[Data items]

+ + + + + + +

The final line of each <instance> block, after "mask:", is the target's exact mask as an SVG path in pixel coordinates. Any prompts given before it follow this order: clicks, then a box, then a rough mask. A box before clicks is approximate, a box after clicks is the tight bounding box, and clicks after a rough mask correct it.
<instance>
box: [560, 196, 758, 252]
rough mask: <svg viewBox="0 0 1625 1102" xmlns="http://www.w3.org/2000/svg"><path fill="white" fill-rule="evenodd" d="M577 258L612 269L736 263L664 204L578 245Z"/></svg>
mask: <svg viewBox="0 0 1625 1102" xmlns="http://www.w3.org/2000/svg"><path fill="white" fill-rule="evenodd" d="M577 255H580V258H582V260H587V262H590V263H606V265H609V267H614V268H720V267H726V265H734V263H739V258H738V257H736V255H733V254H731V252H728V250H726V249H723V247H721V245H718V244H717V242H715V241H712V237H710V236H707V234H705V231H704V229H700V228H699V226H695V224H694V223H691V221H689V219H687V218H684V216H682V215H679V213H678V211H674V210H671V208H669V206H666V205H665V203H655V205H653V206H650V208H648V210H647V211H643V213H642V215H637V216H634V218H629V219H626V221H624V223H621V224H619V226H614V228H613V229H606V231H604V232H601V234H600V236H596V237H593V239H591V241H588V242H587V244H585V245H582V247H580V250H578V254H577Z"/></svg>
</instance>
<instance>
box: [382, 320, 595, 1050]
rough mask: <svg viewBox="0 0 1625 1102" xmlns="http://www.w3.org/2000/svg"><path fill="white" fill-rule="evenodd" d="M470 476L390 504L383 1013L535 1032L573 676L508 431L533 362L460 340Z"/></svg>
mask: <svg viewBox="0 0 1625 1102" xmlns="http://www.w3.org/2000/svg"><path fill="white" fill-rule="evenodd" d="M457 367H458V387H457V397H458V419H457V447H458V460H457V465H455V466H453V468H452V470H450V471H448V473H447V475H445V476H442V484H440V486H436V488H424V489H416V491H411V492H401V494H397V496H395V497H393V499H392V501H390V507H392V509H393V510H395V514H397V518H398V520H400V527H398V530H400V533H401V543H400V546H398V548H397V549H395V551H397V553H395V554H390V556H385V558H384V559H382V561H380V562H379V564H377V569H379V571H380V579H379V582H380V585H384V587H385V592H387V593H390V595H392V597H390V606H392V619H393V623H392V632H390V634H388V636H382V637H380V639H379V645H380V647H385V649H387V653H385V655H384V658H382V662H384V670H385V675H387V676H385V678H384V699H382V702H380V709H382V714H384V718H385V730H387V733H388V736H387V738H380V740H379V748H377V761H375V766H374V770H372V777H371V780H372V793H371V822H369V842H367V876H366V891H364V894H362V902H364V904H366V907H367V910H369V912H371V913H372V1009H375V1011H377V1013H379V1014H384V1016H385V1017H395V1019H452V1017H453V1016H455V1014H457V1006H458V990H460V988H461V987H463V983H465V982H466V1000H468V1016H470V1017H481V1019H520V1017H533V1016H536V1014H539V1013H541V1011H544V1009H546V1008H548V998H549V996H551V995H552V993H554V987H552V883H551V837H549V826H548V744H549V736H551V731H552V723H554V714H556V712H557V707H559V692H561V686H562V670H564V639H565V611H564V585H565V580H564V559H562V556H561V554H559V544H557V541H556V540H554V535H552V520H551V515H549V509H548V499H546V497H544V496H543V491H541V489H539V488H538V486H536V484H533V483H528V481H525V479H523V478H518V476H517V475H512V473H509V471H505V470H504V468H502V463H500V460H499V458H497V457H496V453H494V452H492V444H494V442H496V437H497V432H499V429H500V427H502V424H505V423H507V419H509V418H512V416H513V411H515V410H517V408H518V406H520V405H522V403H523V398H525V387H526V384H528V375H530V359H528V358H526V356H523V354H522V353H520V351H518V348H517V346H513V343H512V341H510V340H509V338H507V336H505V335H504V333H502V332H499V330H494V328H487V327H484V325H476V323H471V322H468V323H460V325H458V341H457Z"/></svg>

+ + + + + + +

### Prompt
Please copy out every line of the data above, character for character, with no changes.

### Result of this task
The final line of each <instance> block, after "mask:", is the target's exact mask as an SVG path in pixel coordinates. Any prompts given before it follow this order: clicks, then a box, then a rough mask. A box before clicks is approximate, a box after clicks is the tight bounding box, and clicks after a rough mask correct it.
<instance>
box: [560, 196, 758, 252]
rough mask: <svg viewBox="0 0 1625 1102" xmlns="http://www.w3.org/2000/svg"><path fill="white" fill-rule="evenodd" d="M577 258L612 269L736 263L664 204L578 245Z"/></svg>
mask: <svg viewBox="0 0 1625 1102" xmlns="http://www.w3.org/2000/svg"><path fill="white" fill-rule="evenodd" d="M577 255H580V258H582V260H587V262H590V263H606V265H609V267H614V268H720V267H726V265H734V263H739V258H738V257H736V255H733V254H731V252H728V250H726V249H723V247H721V245H718V244H717V242H715V241H712V237H710V236H707V234H705V231H704V229H700V228H699V226H695V224H694V223H691V221H689V219H687V218H684V216H682V215H679V213H678V211H674V210H671V208H669V206H666V205H665V203H655V205H653V206H650V208H648V210H647V211H643V213H642V215H637V216H634V218H629V219H626V221H624V223H621V224H619V226H614V228H613V229H606V231H604V232H601V234H600V236H596V237H593V239H591V241H588V242H587V244H585V245H582V247H580V250H578V254H577Z"/></svg>
</instance>
<instance>
box: [382, 320, 595, 1050]
rough mask: <svg viewBox="0 0 1625 1102" xmlns="http://www.w3.org/2000/svg"><path fill="white" fill-rule="evenodd" d="M470 476L390 504L383 1013L535 1032L573 676L508 431L533 362L460 340Z"/></svg>
mask: <svg viewBox="0 0 1625 1102" xmlns="http://www.w3.org/2000/svg"><path fill="white" fill-rule="evenodd" d="M457 367H458V387H457V397H458V419H457V447H458V460H457V465H455V466H453V468H452V470H450V471H448V473H447V475H445V476H442V484H440V486H436V488H424V489H416V491H411V492H401V494H397V496H395V497H393V499H392V501H390V507H392V509H393V510H395V514H397V518H398V520H400V527H398V530H400V533H401V543H400V546H398V548H397V549H395V551H397V553H395V554H390V556H385V558H384V559H382V561H380V562H379V564H377V569H379V571H380V579H379V582H380V585H384V587H385V592H387V593H390V595H392V597H390V606H392V619H393V623H392V632H390V634H388V636H382V637H380V639H379V645H380V647H385V649H387V653H385V655H384V658H382V662H384V670H385V675H387V676H385V678H384V699H382V702H380V709H382V714H384V718H385V730H387V733H388V736H387V738H380V740H379V748H377V761H375V766H374V770H372V777H371V780H372V793H371V822H369V842H367V876H366V891H364V894H362V902H364V904H366V907H367V910H369V912H371V913H372V1009H375V1011H377V1013H379V1014H384V1016H385V1017H395V1019H452V1017H453V1016H455V1014H457V1006H458V990H460V988H461V987H463V983H465V982H466V1000H468V1016H470V1017H481V1019H520V1017H533V1016H536V1014H539V1013H541V1011H544V1009H546V1008H548V998H549V996H551V995H552V993H554V987H552V883H551V837H549V826H548V744H549V736H551V731H552V723H554V714H556V712H557V707H559V692H561V686H562V670H564V639H565V611H564V585H565V580H564V559H562V556H561V554H559V544H557V541H556V540H554V535H552V520H551V515H549V509H548V499H546V497H544V496H543V491H541V489H539V488H538V486H536V484H533V483H528V481H525V479H523V478H518V476H517V475H512V473H509V471H505V470H504V468H502V463H500V460H499V458H497V457H496V453H494V452H492V444H494V442H496V437H497V432H499V429H500V427H502V424H505V423H507V419H509V418H512V416H513V411H515V410H517V408H518V406H520V405H522V403H523V398H525V387H526V384H528V375H530V359H528V358H526V356H523V354H522V353H520V351H518V348H517V346H513V343H512V341H510V340H509V338H507V336H505V335H504V333H502V332H499V330H494V328H487V327H484V325H476V323H471V322H468V323H460V325H458V341H457Z"/></svg>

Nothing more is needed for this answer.